# Top 3 First-View Pages

> The first three pages new users see.

Canonical URL: <https://datadriven.io/problems/top_3_first_view_pages>

Domain: SQL · Difficulty: medium · Seniority: L4

## Problem

Look at each user's first 3 page views after signup. Count how often each page appears across all users and surface the top 3. If pages are tied at the cutoff, include all of them.

## Worked solution and explanation

### Why this problem exists in real interviews

Onboarding and growth teams care about which pages dominate the first session because those pages drive activation, not lifetime traffic. Interviewers use this prompt to see whether you can scope to a per-user prefix (the first 3 views), aggregate across users, and handle ties at the cutoff with a no-gaps rank instead of a hard LIMIT.

---

### Break down the requirements

#### Step 1: Number views per user by viewed_at

Use ROW_NUMBER() OVER (PARTITION BY user_id ORDER BY viewed_at ASC) so each user gets a 1, 2, 3, ... sequence independent of every other user. The PARTITION BY is what makes this a per-user first-3, not a global first-3.

§ **EXERCISES TO COMPLETE**
a) In the SQL problem page, condense the paragraph beginning "Onboarding and growth teams care" into a shorter version that keeps its main facts.
b) Write out the stretch of the SQL problem page from "### Why this" through "a hard LIMIT.", word for word.

§ **LISTED RECORDS**
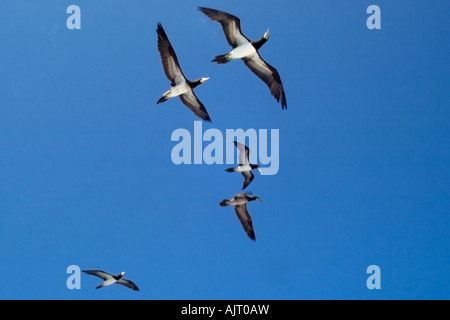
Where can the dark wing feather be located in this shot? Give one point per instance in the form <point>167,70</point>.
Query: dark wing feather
<point>192,102</point>
<point>248,178</point>
<point>99,273</point>
<point>245,219</point>
<point>244,152</point>
<point>269,75</point>
<point>169,58</point>
<point>128,283</point>
<point>231,25</point>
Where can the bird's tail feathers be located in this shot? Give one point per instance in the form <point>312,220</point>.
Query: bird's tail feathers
<point>221,59</point>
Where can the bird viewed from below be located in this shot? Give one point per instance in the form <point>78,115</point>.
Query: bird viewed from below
<point>245,167</point>
<point>180,86</point>
<point>110,279</point>
<point>239,201</point>
<point>247,50</point>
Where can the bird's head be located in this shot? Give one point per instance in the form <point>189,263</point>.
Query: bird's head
<point>256,166</point>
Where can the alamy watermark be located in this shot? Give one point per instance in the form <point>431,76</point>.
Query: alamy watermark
<point>211,147</point>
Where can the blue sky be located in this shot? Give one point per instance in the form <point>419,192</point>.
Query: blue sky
<point>86,176</point>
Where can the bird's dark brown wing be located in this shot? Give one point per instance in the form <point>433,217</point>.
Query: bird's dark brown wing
<point>231,25</point>
<point>245,219</point>
<point>269,75</point>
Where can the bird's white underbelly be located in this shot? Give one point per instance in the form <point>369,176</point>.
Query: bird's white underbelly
<point>242,51</point>
<point>179,89</point>
<point>243,167</point>
<point>109,282</point>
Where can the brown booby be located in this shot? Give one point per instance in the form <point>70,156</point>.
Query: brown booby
<point>247,50</point>
<point>239,201</point>
<point>180,86</point>
<point>245,167</point>
<point>110,279</point>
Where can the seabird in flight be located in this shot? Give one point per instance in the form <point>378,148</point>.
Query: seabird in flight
<point>247,50</point>
<point>110,279</point>
<point>239,202</point>
<point>245,167</point>
<point>180,86</point>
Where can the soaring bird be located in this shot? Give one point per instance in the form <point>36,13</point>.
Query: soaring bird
<point>247,50</point>
<point>239,201</point>
<point>180,86</point>
<point>244,167</point>
<point>110,279</point>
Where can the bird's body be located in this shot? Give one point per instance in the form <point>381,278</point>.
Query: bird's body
<point>239,201</point>
<point>109,279</point>
<point>244,167</point>
<point>247,50</point>
<point>180,85</point>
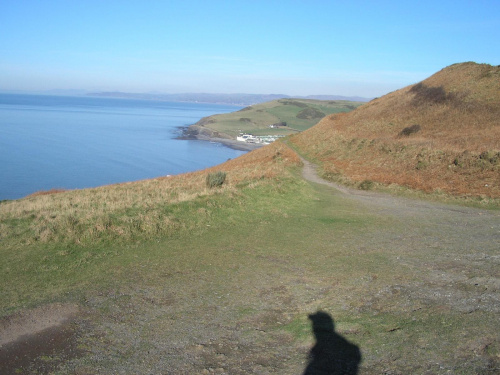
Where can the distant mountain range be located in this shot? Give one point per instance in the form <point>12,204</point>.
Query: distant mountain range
<point>232,99</point>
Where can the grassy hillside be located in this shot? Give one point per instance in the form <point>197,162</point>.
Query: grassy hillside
<point>169,276</point>
<point>299,114</point>
<point>442,134</point>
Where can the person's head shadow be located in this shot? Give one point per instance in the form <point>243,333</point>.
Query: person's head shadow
<point>332,354</point>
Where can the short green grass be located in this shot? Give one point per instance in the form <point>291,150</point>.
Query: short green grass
<point>255,119</point>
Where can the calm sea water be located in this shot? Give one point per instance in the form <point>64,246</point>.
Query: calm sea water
<point>50,142</point>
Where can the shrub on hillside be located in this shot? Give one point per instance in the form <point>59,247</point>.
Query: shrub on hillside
<point>216,179</point>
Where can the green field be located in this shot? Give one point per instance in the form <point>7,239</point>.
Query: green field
<point>299,115</point>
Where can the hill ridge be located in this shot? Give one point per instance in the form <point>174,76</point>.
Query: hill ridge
<point>441,134</point>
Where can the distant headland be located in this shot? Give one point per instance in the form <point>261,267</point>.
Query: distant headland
<point>231,99</point>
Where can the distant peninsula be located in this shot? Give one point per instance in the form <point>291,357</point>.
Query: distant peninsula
<point>231,99</point>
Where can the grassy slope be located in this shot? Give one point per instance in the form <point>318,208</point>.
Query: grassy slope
<point>256,118</point>
<point>457,149</point>
<point>174,277</point>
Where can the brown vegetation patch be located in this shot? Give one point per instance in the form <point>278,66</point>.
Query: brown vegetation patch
<point>452,146</point>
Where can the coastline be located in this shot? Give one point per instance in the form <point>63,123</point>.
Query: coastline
<point>186,134</point>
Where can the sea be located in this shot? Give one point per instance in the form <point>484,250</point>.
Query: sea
<point>61,142</point>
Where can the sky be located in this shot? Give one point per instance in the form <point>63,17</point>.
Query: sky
<point>351,48</point>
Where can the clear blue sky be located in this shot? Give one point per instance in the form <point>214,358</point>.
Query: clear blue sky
<point>365,48</point>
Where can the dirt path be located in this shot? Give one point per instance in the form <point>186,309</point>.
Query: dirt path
<point>389,203</point>
<point>449,257</point>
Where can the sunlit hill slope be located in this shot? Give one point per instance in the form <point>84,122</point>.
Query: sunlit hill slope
<point>442,134</point>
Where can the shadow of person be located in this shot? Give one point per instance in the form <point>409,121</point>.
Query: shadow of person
<point>332,354</point>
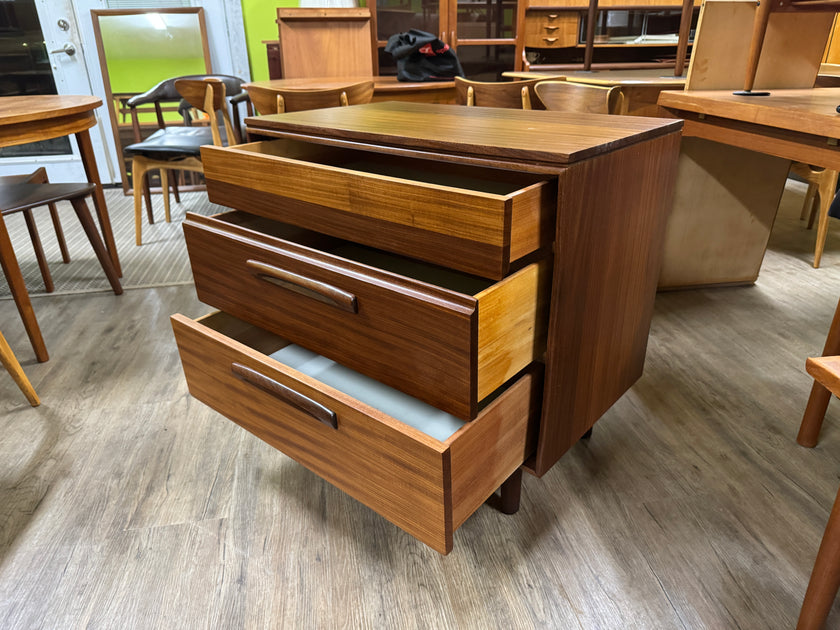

§ **ANSWERS TO THE PROBLEMS**
a) Onboarding and growth teams focus on the pages that dominate the first session, since those drive activation, not lifetime traffic. Interviewers use the prompt to test three skills: limiting to each user's first 3 views, aggregating across users, and handling ties at the cutoff with a no-gaps rank rather than a hard LIMIT.

b)
### Why this problem exists in real interviews

Onboarding and growth teams care about which pages dominate the first session because those pages drive activation, not lifetime traffic. Interviewers use this prompt to see whether you can scope to a per-user prefix (the first 3 views), aggregate across users, and handle ties at the cutoff with a no-gaps rank instead of a hard LIMIT.